*What is asked*.
• a. Please answer these questions using the passage on bank stress testing and lending:
(i) By approximately how many percentage points do stress-tested banks increase lending compared to non-stress tested banks?
(ii) According to Table 7, by approximately how many percentage points does stress testing reduce corporate loans by stress-tested banks relative to non-stress tested banks?
(iii) What test is presented in Table 10?
• b. Pick up the passage on bank stress testing and lending after its final sentence and keep writing.

* START Excerpted text *

Overall, the results in this section show that the stress-tested banks do increase consumer lending. Our findings show that stress-tested banks increase lending by approximately 21 p.p. compared to non-stress tested banks. Hence, this suggests that stress-tested banks are shifting their loan originations to consumer lending. Furthermore, the effect of failing the stress test does not quantitatively influence consumer lending. In contrast, Acharya et al. [2] find that consumer loans (credit card loans) decrease. Moreover, as shown in Table 6, the results for the failure of the stress tests are insignificant. Note that this also aligns with the findings for the U.S. banking system [2]. Moreover, our results mimic those documented by Bassett and Berrospide [5], who show that the effects of stress testing are positively and significantly related to consumer loan lending. While Acharya et al. [2] and Bassett and Berrospide [5] consider the effects of stress testing on consumer loans and find opposite results for the same banking jurisdiction, it is important to note that this difference occurs because of the model specification which may affect the results.

As shown in Table 7, stress testing reduces corporate loans by stress-tested banks relative to non-stress tested banks by approximately 26 p.p. However, when we include the effects of failing the stress tests in model (2) and (3), the results become statistically insignificant. Acharya et al. [2] use two corporate loan types. They find that for commercial real estate loans, stress testing leads to a growth in lending, and banks that fail the stress test increase lending. The second loan type similar to corporate loans are commercial and industrial loans. For this type of loans, Acharya et al. [2] find evidence that failing the stress test causes a reduction in lending for commercial and industrial loans. Cortés et al. [17] examine the effect of stress testing on small businesses. It is important to note that due  to data availability, we cannot control for the loan size of corporate lending. However, the most related loan type is corporate lending reported in Table 7. In contrast, Cortés et al. [17] document that banks that are stress-tested will cut lending if they do not have information on the geographical location of their branch. This allows smaller banks that have more detailed information to replace stress-tested banks and increase lending. We do find statistical evidence of the effect of stress testing on corporate loans but only for model (1). We present a t test between stress-tested banks and non-stress tested banks in Table 10. Interestingly, the results show that during and after the stress testing period, non-stress tested banks increase lending for total loans, and mortgage loans which are statistically significant. The analysis provided in Table 10 suggests that stress-tested banks will reduce lending as documented  by Cortés et al. [17], and the stress-tested banks will be replaced by non-stress tested banks which may indicate that aggregated lending is not reduced [33]. Chen et al. [13] find that when the largest banks reduce lending, smaller banks, and finance companies replace the largest banks and provide lending to small businesses. Their findings, however, indicate that when the largest banks reduce lending, there is a time lag for small banks to enter the market. In other words, small banks and finance companies do not immediately replace the largest banks. As noted by Chen et al. [13], the largest banks reduce lending due to competition.

* END Excerpted text *
* START Provided records *

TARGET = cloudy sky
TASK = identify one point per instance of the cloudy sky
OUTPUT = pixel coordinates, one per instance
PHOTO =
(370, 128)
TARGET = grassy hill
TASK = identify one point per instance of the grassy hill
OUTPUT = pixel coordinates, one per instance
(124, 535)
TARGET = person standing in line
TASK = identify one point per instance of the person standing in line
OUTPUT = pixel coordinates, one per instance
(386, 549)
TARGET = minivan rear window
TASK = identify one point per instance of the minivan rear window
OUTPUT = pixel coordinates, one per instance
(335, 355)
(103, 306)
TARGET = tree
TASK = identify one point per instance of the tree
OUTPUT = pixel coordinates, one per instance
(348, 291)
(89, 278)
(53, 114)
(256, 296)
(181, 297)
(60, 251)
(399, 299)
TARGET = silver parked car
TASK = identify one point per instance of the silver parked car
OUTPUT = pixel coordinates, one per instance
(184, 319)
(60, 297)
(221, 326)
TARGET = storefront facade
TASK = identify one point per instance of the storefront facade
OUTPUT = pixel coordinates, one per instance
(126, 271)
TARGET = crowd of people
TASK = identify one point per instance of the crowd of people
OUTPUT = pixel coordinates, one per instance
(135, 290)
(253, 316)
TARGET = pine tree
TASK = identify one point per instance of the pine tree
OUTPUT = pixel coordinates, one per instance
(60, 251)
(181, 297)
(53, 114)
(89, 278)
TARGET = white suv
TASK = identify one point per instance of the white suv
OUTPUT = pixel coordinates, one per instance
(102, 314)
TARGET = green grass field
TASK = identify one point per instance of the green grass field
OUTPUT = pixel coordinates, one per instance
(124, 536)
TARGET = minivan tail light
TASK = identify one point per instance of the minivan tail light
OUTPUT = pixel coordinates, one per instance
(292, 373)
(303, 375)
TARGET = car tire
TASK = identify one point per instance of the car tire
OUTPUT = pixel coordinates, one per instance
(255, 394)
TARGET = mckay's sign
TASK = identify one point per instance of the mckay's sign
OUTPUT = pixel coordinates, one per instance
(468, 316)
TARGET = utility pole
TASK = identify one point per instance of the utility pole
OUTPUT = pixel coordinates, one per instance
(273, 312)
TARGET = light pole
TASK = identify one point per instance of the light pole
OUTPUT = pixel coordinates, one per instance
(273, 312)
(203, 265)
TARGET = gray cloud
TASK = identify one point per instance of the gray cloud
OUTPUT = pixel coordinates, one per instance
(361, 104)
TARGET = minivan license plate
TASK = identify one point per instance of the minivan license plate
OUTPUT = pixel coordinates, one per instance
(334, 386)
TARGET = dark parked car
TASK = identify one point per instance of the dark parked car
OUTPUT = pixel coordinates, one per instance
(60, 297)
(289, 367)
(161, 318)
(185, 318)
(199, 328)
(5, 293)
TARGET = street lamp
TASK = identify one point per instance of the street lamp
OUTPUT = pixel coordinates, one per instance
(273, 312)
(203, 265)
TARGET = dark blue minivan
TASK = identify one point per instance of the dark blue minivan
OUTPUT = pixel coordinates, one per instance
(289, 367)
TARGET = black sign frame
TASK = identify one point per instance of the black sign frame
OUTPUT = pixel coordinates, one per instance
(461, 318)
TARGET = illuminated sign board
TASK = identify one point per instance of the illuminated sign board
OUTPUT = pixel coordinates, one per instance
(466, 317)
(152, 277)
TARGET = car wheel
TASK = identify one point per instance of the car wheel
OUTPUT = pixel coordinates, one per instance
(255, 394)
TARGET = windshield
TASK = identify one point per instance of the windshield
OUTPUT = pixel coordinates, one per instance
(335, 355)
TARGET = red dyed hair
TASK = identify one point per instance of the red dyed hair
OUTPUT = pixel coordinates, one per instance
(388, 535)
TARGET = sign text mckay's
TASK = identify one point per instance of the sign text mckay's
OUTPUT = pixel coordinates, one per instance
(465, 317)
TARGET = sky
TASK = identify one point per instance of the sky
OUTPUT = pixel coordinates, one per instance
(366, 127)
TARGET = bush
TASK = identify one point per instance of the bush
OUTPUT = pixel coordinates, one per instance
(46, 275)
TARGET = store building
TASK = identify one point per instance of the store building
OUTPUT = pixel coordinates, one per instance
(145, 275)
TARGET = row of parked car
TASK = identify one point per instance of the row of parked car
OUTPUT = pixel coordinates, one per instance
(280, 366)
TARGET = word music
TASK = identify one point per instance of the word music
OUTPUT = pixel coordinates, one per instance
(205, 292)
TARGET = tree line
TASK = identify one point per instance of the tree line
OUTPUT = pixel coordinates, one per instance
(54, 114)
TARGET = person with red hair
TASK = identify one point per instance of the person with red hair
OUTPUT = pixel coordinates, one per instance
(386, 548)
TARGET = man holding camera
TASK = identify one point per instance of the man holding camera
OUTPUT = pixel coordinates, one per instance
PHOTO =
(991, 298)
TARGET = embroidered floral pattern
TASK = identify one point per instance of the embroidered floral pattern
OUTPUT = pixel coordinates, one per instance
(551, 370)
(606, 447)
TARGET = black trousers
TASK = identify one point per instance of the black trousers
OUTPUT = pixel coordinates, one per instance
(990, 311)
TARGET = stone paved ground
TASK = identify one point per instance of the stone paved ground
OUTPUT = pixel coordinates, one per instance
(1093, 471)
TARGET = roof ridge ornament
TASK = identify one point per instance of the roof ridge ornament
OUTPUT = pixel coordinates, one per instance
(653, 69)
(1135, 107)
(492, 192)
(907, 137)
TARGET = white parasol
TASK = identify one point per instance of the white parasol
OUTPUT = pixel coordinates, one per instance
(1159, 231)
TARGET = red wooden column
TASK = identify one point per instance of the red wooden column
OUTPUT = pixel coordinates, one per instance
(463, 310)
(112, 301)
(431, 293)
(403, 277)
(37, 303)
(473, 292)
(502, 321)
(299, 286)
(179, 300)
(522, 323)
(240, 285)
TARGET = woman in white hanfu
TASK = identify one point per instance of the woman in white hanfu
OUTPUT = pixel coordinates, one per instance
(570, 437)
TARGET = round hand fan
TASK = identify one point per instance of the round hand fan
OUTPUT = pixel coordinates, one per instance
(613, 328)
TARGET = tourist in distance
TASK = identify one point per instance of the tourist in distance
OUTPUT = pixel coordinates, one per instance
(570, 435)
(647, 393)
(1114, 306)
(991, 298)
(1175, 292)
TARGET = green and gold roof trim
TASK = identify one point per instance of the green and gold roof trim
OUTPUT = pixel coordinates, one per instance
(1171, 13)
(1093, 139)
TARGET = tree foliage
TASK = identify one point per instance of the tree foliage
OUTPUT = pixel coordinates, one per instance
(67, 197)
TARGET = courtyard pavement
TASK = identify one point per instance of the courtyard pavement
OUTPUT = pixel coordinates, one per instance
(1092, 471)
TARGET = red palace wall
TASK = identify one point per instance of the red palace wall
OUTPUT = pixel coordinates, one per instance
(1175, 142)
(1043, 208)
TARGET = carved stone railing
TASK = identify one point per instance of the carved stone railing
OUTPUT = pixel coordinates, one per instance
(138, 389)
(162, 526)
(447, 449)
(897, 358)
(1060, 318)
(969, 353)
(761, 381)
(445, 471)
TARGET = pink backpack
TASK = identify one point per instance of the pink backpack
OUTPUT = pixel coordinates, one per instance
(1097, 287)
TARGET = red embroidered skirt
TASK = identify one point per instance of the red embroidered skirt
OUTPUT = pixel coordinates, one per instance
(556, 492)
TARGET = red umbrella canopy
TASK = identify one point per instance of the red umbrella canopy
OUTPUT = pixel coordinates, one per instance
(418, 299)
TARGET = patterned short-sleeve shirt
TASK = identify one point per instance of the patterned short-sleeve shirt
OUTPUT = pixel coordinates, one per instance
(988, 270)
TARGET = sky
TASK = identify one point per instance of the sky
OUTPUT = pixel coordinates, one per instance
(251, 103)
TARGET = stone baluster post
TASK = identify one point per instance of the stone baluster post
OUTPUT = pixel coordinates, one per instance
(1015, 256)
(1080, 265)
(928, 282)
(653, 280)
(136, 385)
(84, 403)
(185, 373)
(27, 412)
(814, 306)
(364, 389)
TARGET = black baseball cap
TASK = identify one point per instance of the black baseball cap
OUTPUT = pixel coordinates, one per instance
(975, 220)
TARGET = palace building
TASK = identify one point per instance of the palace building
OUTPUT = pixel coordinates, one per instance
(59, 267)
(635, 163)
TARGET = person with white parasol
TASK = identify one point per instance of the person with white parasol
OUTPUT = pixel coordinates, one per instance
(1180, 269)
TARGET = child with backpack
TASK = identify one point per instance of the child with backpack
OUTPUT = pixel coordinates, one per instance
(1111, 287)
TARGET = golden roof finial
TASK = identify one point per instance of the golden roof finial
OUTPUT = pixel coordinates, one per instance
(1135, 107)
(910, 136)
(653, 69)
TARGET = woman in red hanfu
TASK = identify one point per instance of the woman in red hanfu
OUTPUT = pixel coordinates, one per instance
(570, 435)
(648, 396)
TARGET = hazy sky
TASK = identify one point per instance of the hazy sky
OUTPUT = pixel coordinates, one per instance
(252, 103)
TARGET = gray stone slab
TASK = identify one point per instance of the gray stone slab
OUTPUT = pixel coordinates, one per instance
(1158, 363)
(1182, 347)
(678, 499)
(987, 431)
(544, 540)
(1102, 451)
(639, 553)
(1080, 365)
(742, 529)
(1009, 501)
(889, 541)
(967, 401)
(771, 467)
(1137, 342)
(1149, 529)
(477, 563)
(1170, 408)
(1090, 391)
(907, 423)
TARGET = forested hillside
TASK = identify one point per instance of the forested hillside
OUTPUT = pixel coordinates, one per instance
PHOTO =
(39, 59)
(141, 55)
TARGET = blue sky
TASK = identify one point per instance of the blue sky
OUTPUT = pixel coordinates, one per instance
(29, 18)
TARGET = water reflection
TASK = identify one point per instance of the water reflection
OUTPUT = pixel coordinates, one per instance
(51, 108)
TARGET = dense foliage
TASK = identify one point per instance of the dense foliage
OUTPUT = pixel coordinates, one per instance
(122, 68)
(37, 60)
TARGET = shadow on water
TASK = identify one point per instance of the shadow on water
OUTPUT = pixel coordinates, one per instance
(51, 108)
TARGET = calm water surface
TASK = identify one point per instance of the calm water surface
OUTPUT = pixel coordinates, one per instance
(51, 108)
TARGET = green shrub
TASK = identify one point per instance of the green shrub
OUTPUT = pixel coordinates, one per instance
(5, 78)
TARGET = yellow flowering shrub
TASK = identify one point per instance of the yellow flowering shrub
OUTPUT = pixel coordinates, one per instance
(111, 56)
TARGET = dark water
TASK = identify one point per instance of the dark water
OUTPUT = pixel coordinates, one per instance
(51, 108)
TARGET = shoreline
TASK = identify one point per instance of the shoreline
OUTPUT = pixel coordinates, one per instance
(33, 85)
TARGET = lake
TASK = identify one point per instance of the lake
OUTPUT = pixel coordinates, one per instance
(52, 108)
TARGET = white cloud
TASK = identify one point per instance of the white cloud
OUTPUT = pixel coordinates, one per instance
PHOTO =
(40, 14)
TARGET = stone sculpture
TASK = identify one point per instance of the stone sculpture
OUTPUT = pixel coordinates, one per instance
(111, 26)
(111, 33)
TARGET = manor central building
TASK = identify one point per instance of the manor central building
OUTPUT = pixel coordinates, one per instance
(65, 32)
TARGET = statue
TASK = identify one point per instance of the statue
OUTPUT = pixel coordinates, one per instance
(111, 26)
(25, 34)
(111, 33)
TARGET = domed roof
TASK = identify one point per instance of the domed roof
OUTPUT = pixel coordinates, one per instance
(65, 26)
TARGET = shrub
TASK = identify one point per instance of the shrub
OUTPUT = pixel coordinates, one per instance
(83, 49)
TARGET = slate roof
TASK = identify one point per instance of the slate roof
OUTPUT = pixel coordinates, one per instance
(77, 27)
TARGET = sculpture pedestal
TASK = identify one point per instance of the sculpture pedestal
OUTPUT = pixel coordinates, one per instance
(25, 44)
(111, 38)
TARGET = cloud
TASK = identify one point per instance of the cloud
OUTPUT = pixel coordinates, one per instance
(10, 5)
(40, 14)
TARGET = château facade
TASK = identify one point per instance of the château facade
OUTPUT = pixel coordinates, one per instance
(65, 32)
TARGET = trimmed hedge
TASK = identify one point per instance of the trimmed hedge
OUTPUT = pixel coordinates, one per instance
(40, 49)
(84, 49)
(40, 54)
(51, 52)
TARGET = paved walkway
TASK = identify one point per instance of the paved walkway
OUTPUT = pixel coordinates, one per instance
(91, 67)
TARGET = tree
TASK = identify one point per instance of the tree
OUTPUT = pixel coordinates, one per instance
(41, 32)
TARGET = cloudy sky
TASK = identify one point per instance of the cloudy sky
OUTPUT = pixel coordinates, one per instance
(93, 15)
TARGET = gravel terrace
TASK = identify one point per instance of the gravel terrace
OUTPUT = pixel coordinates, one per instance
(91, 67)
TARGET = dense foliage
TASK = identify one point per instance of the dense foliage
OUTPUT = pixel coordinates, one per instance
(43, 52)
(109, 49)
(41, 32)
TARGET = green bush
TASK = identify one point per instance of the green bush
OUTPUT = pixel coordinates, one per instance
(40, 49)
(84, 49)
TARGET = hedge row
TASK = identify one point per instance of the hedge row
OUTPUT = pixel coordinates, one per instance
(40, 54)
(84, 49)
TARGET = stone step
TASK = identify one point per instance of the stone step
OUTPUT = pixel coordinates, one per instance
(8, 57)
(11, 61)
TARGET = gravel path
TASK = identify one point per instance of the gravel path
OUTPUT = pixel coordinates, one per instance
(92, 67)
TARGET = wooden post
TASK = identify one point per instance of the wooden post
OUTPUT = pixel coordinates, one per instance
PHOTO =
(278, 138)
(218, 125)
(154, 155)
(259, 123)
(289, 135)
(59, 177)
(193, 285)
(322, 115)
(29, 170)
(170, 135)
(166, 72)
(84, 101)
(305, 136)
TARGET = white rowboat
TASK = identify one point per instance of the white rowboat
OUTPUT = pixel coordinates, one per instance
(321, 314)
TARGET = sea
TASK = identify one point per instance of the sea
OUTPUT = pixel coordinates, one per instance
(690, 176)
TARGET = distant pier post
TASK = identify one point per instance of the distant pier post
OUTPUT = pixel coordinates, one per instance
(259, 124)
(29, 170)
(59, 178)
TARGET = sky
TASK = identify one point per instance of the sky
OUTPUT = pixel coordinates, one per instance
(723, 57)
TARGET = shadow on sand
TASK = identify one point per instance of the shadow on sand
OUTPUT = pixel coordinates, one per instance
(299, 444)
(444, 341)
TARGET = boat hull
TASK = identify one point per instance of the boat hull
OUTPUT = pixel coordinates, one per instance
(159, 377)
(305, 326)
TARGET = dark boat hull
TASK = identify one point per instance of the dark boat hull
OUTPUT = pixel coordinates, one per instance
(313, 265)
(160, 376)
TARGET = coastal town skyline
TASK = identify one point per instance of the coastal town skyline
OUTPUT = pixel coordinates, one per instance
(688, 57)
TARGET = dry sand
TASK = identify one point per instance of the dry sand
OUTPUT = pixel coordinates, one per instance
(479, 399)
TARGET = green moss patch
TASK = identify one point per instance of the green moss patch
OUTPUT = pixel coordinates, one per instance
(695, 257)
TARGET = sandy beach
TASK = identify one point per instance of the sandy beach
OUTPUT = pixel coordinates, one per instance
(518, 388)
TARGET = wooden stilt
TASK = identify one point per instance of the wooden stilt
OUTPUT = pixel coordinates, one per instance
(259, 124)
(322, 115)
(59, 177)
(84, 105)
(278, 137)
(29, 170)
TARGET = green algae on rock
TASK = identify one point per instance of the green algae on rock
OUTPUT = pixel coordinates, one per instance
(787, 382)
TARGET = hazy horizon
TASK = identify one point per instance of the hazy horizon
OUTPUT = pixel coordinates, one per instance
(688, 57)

* END Provided records *

*Results of the exercise*.
• a.
(i) Approximately 21 percentage points.
(ii) Approximately 26 percentage points.
(iii) A t test between stress-tested banks and non-stress tested banks.

• b.
Acharya et al. [2] propose two different hypotheses to explain the behaviour of the banks. The first is the Risk Management Hypothesis, which posits that banks will reduce lending following a stress test exercise. The second hypothesis is the Moral Hazard Hypothesis which states that banks increase lending after a stress test. Overall, our results lend support to the Risk Management Hypothesis and show that banks that fail the stress test will reduce lending to manage credit risk. A possible explanation for our results is that the reduction in lending is due to the introduction of new regulations after the financial crisis. Indeed, supervisory stress testing exercises are a part of the regulations that may have led to a reduction in lending. Furthermore, tighter regulations may have a larger impact mainly on larger banks. Morris-Levenson et al. [35] find that post-global financial crisis tighter regulation has led to a reduction in lending, which is more pronounced for mortgage lending. Notice that this does not mean that the aggregate amount of mortgage lending is being reduced since regulated banks may replace the largest  banks and fill the gap by providing lending. Also, tighter financial regulation for the stress-tested banks is a continuous process. Therefore, if banks fail the stress tests, the Prudential Regulation Authority or the Financial Policy Committee will evaluate if further action is needed to preserve financial stability. Specifically, the Prudential Regulatory Authority requires failed banks to increase their equity capital buffers if they fail the stress test [4].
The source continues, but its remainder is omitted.